Photo labels with boxes -
>> begin

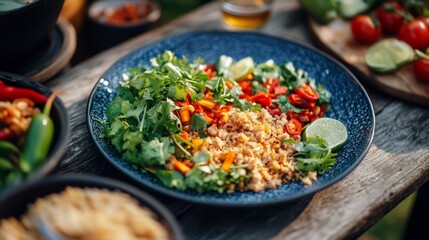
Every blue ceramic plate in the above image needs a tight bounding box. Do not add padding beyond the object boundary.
[87,31,375,206]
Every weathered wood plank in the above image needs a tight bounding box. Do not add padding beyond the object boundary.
[39,1,429,239]
[179,196,311,240]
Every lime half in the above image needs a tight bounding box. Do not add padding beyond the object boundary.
[303,118,348,150]
[229,57,255,81]
[365,38,414,73]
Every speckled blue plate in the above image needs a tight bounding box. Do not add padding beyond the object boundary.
[87,31,375,206]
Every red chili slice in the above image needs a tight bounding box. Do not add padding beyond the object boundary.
[300,102,316,109]
[288,93,304,105]
[285,118,302,136]
[252,92,272,107]
[295,84,319,101]
[262,78,280,93]
[274,86,287,95]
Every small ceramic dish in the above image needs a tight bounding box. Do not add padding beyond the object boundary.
[0,72,70,194]
[0,175,184,240]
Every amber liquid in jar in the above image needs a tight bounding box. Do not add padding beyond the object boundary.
[221,0,271,28]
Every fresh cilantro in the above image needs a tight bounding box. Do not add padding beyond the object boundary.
[191,151,210,163]
[141,138,174,166]
[295,136,337,175]
[155,169,186,190]
[206,77,239,105]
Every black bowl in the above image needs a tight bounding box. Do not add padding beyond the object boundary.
[0,72,70,190]
[0,175,183,240]
[0,0,64,65]
[88,0,161,52]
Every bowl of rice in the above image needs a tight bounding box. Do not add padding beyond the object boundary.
[0,175,183,240]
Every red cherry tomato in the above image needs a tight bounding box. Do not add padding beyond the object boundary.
[300,102,316,109]
[377,2,404,34]
[417,17,429,28]
[262,78,280,93]
[413,59,429,83]
[274,86,287,95]
[238,79,252,95]
[350,15,381,44]
[398,19,429,50]
[288,93,304,105]
[285,118,302,136]
[295,84,319,102]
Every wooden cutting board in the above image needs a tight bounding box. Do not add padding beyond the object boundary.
[309,18,429,106]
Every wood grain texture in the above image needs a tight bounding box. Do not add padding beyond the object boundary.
[42,1,429,239]
[309,18,429,106]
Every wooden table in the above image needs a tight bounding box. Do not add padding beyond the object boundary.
[46,0,429,239]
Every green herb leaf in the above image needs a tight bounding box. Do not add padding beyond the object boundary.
[273,95,304,113]
[190,113,207,131]
[191,151,210,163]
[141,138,174,166]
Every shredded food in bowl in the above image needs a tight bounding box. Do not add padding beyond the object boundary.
[0,187,171,240]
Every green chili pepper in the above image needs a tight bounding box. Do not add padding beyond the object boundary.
[0,157,15,171]
[19,93,56,173]
[299,0,337,24]
[0,141,19,157]
[0,141,19,171]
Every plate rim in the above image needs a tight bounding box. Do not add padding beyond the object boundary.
[86,30,376,207]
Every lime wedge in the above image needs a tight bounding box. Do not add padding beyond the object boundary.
[365,38,414,73]
[229,57,255,81]
[303,118,348,150]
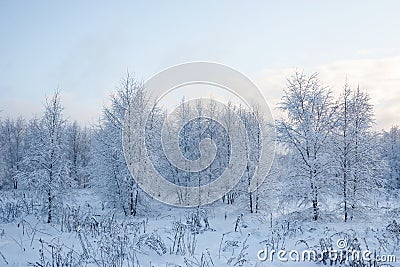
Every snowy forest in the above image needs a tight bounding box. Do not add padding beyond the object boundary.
[0,72,400,267]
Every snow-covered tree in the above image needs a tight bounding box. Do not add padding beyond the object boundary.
[383,126,400,189]
[276,73,336,220]
[332,84,383,221]
[91,75,148,216]
[1,117,25,189]
[23,91,70,223]
[66,121,91,187]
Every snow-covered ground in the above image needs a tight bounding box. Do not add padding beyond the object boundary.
[0,190,400,267]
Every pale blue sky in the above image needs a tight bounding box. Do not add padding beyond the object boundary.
[0,0,400,128]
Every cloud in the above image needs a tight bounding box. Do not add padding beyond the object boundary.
[255,56,400,130]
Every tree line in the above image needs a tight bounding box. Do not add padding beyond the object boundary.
[0,73,400,223]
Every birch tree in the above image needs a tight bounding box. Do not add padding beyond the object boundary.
[276,72,336,221]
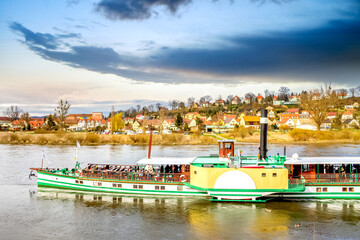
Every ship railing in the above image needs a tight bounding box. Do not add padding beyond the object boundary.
[288,178,305,189]
[302,173,360,184]
[81,169,190,182]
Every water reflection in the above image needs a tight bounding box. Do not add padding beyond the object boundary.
[30,187,360,239]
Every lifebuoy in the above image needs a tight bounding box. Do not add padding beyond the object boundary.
[180,175,186,182]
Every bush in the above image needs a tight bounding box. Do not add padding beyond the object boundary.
[85,133,100,143]
[288,129,314,141]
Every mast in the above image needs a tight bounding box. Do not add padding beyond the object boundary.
[259,109,269,160]
[148,125,152,159]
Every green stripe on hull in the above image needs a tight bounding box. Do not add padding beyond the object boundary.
[38,178,207,196]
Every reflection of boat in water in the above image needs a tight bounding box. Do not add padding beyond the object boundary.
[33,110,360,202]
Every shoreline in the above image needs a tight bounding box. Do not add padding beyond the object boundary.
[0,130,360,146]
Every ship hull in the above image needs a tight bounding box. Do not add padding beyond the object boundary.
[38,172,208,196]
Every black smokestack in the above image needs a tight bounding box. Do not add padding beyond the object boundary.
[260,109,268,159]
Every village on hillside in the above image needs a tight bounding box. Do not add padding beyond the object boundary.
[0,87,360,135]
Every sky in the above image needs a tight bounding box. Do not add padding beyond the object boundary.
[0,0,360,115]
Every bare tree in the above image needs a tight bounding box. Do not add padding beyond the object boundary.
[226,95,234,104]
[278,87,290,101]
[349,88,356,97]
[54,99,71,130]
[4,105,23,121]
[148,104,155,112]
[20,112,31,128]
[155,103,161,111]
[300,84,337,130]
[188,97,195,107]
[245,92,256,104]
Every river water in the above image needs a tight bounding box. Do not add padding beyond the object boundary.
[0,144,360,239]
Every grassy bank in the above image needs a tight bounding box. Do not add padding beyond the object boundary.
[0,132,216,145]
[0,129,360,145]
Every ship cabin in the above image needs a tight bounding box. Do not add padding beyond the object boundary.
[77,158,193,183]
[187,140,303,195]
[284,157,360,185]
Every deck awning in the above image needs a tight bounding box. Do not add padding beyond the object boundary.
[136,157,195,165]
[284,157,360,165]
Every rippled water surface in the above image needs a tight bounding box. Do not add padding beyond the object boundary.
[0,144,360,239]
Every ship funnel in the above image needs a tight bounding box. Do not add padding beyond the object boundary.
[259,109,269,160]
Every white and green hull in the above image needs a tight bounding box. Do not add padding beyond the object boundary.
[38,172,207,196]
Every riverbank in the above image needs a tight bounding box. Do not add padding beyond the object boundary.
[0,129,360,145]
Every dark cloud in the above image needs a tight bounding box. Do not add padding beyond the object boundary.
[96,0,192,20]
[10,20,360,84]
[95,0,293,20]
[9,22,80,50]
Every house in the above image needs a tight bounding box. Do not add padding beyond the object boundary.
[135,114,145,120]
[10,119,24,131]
[224,118,237,126]
[91,112,104,120]
[201,102,211,107]
[215,98,225,106]
[337,92,347,99]
[184,112,200,120]
[343,119,360,128]
[344,105,354,109]
[289,95,300,104]
[132,120,141,132]
[326,112,337,119]
[256,95,264,103]
[224,114,236,120]
[286,108,300,114]
[279,118,295,127]
[320,118,331,130]
[162,118,180,131]
[268,110,276,118]
[341,110,354,120]
[300,110,310,119]
[239,114,260,129]
[0,117,11,130]
[29,119,45,130]
[191,102,200,108]
[279,113,300,121]
[231,96,241,104]
[294,119,316,130]
[273,96,284,106]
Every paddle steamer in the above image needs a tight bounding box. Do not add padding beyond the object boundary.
[31,110,360,202]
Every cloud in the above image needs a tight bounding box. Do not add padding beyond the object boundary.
[96,0,192,20]
[95,0,293,20]
[10,20,360,84]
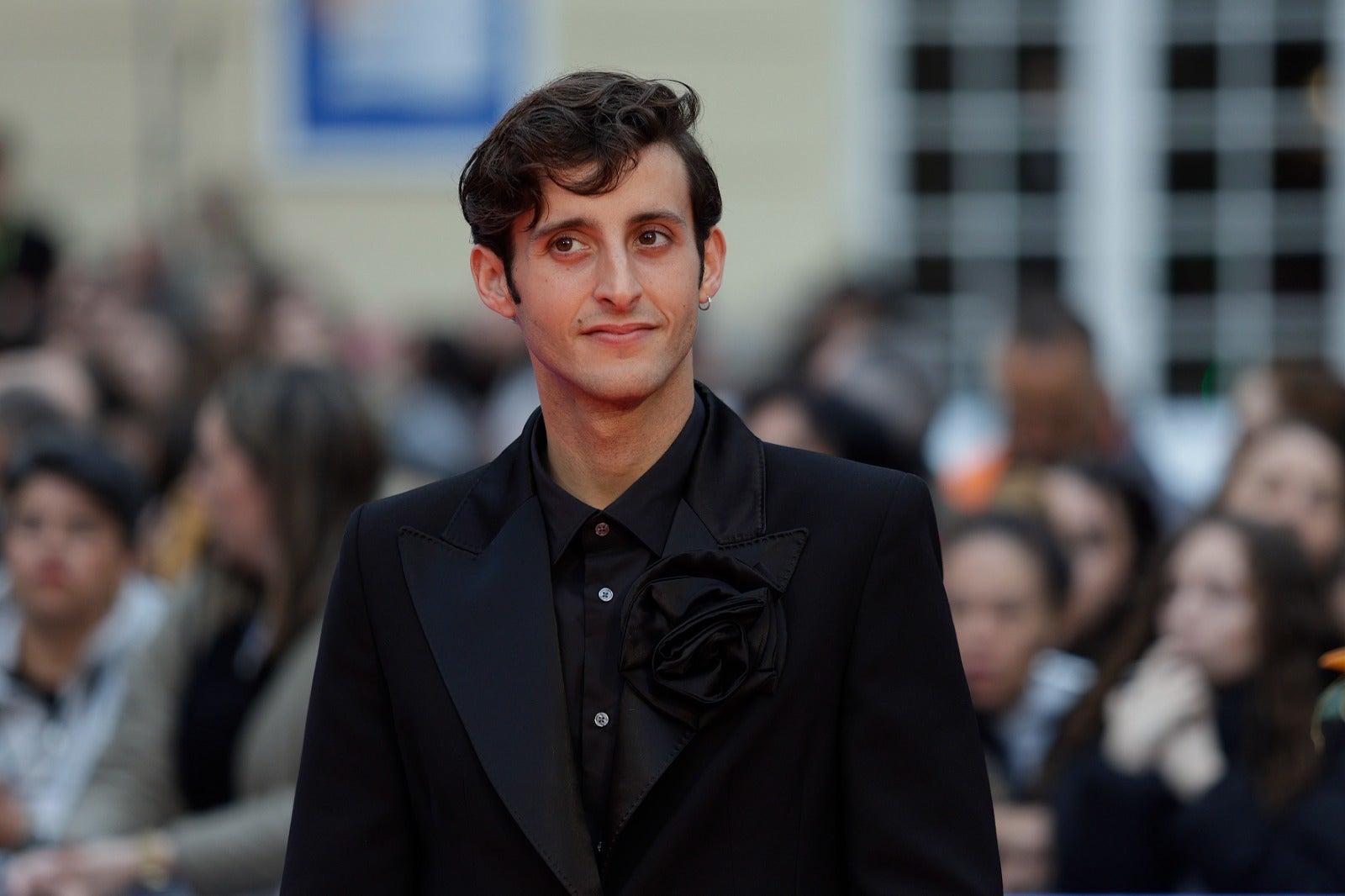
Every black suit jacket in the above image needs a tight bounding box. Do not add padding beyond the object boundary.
[281,386,1000,896]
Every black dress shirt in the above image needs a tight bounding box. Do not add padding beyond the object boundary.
[531,397,704,853]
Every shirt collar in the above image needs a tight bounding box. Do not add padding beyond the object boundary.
[530,396,706,564]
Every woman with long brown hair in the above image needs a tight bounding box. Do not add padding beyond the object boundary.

>> end

Find every line in the material above that contains the word "bowl", and copy each one out in full.

Result -
Every black bowl in the above image needs a tight bounding box. Do not add padding beyond the object boundary.
Every bowl of rice in the above image needs a tight bounding box. Do not add padding beyond the object boundary.
Every shredded food in bowl in the above image needs a tight bounding box. Do not add padding beyond the object boundary.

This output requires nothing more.